## Task description
Rewrite the material below, putting "point" wherever "marker" appears and keeping everything else the same.

## Stored rows
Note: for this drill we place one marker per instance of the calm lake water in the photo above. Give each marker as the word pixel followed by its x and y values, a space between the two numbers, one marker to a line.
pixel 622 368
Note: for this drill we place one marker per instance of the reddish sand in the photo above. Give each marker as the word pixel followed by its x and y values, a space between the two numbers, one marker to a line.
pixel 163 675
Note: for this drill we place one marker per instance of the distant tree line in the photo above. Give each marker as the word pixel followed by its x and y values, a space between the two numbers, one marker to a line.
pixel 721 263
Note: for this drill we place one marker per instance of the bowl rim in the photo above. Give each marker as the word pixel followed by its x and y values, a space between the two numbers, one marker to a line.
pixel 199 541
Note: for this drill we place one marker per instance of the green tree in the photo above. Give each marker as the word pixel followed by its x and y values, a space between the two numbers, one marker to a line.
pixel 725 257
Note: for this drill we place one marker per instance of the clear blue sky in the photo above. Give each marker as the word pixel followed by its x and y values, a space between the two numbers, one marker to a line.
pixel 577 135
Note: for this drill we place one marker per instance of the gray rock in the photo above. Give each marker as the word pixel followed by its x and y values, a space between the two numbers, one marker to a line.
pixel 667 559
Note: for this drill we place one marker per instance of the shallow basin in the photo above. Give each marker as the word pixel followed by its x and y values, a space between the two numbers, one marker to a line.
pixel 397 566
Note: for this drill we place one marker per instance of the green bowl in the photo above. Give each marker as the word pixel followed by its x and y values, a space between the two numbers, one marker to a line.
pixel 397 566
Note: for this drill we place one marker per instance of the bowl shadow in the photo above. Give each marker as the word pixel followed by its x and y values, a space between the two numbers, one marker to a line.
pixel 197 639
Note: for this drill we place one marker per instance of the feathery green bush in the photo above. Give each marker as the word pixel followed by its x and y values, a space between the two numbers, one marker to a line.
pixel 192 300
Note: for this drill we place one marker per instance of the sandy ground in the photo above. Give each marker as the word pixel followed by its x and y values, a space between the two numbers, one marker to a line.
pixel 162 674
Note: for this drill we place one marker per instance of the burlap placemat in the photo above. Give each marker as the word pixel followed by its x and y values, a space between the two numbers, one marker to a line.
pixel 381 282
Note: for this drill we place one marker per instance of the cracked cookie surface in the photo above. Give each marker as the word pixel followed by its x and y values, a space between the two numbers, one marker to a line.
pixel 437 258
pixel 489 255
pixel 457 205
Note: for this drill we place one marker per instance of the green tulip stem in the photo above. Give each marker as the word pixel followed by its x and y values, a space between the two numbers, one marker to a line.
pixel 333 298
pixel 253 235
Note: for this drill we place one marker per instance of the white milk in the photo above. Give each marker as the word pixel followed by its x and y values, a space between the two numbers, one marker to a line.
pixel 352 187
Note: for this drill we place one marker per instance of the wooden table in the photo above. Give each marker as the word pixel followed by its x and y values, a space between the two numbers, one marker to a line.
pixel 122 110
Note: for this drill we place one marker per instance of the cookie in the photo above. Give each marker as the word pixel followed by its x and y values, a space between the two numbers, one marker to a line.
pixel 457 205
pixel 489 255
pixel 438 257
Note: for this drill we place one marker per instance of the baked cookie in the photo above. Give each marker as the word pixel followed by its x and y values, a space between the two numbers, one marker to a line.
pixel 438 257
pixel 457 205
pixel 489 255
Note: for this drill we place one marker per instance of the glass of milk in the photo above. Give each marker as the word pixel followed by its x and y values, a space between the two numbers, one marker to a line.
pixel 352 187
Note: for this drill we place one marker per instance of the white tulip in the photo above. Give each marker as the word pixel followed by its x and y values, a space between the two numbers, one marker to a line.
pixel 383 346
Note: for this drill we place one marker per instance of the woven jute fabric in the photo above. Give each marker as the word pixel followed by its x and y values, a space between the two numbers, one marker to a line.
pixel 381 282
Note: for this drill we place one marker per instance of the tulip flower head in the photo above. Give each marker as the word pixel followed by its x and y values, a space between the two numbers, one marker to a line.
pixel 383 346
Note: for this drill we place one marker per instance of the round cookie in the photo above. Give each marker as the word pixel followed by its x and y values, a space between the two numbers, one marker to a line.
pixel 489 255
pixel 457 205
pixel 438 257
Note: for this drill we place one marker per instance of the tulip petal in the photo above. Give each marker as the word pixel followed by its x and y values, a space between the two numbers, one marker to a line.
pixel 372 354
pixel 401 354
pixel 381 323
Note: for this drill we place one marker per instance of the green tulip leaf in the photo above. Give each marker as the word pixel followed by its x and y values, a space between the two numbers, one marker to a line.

## Worked solution
Note: for this drill we place one point per instance of the calm lake water in the photo above. Give each point as the word pixel followed by its x and y values, a space between the two numbers, one point to a line.
pixel 622 368
Note: for this drill we place one point per instance of the reddish sand in the photo above. Give each point as the word pixel followed by its x and y values, a space between the two numbers, one point to a line.
pixel 163 675
Note: for this drill we place one point per instance of the distant tree line in the photo above. Give each point as the word pixel followed by its x and y values, a space between the two numbers, one point to a line.
pixel 721 263
Note: for this drill we place one point per instance of the bowl rim in the photo above. Give each point as the word pixel followed by its x and y values, a space between the two numbers, one point to a line.
pixel 199 541
Note: for this drill we place one point per instance of the green tree in the photo above. Give each point as the word pixel followed by its x and y values, a space between the two numbers, one point to a line.
pixel 725 257
Note: for this drill we place one point per instance of the clear blue sky in the photo above. Give each point as the word pixel followed by its x and y values, a space between the two numbers, one point to a line.
pixel 577 135
Note: for this drill we place one point per instance of the gray rock in the photo above. Give each point as the word pixel followed by its x and y values, a space between the two numbers, one point to a line.
pixel 667 559
Note: for this drill we place one point per instance of the shallow basin in the photo above. Give each point as the word pixel followed by its x and y values, a space between the two numbers, one point to a line.
pixel 397 566
Note: for this drill we place one point per instance of the green bowl in the photo above. Give each point as the word pixel followed by its x and y values, a space between the two numbers, one point to a line.
pixel 397 566
Note: for this drill we place one point per instance of the bowl shadow in the photo above. Give each point as the word pixel followed by its x and y values, a space between the two numbers, one point to a line.
pixel 197 639
Note: for this drill we place one point per instance of the feathery green bush in the photo above. Give each point as the word pixel followed by its x and y values, a space between the two numbers, one point to a line.
pixel 192 300
Note: for this drill we place one point per instance of the sandy ground in the photo above. Give each point as the word pixel followed by its x and y values, a space between the two numbers, one point to a line.
pixel 162 674
Note: for this drill we place one point per instance of the burlap placemat in the photo above. Give each point as the word pixel followed by its x and y values, a space between the two numbers, one point to a line.
pixel 381 282
Note: for this drill we place one point per instance of the cracked cookie surface in the photo above. Give each point as the word pixel followed by its x and y values, a space between the two numbers, one point to a line.
pixel 437 258
pixel 489 255
pixel 457 205
Note: for this drill we place one point per instance of the green tulip stem in the photo above. Give each point as the word pixel followed by its x and y values, a space between the two numbers, one point to a line.
pixel 333 298
pixel 253 235
Note: for this drill we place one point per instance of the white milk in the photo above. Give each point as the word pixel followed by its x and y values, a space between the two numbers, one point to a line.
pixel 352 187
Note: for this drill we place one point per instance of the wooden table in the photo above. Give each point as the word pixel followed by its x and y values, a space between the two numbers, one point to a line.
pixel 122 110
Note: for this drill we place one point per instance of the cookie in the photo above. Give each point as the word pixel followed by its x and y values, a space between the two numbers, one point to a line.
pixel 457 205
pixel 489 255
pixel 438 257
Note: for this drill we place one point per instance of the baked cookie in the photo above. Give each point as the word pixel followed by its x and y values, a space between the two numbers, one point to a line.
pixel 438 257
pixel 457 205
pixel 489 255
Note: for this drill we place one point per instance of the glass of milk in the photo above. Give each point as the word pixel followed by its x and y values, a space between the two numbers, one point to a line.
pixel 352 187
Note: for this drill we place one point per instance of the white tulip in the photo above. Give each point as the word pixel followed by its x and y values, a space between the two numbers, one point to a line.
pixel 383 346
Note: for this drill we place one point per instance of the woven jute fabric in the photo above. Give each point as the word pixel followed by its x and y values, a space between the two numbers, one point to a line.
pixel 381 282
Note: for this drill we place one point per instance of the tulip flower head in the photo above. Give each point as the word pixel followed by its x and y values, a space between the two numbers, one point to a line.
pixel 383 346
Note: for this drill we place one point per instance of the round cookie in the photo above. Give each point as the word pixel followed by its x and y values, a space between the two numbers, one point to a line.
pixel 489 255
pixel 457 205
pixel 438 257
Note: for this drill we place one point per instance of the tulip petal in the photo above. Give each point as the word pixel followed by its x and y values, a space between the two numbers, one point to a line.
pixel 372 354
pixel 401 354
pixel 381 323
Note: for this drill we place one point per instance of the green tulip leaf in the photo above. Give each point as the word pixel followed by its x and y values, a space between the two numbers, one point to a line.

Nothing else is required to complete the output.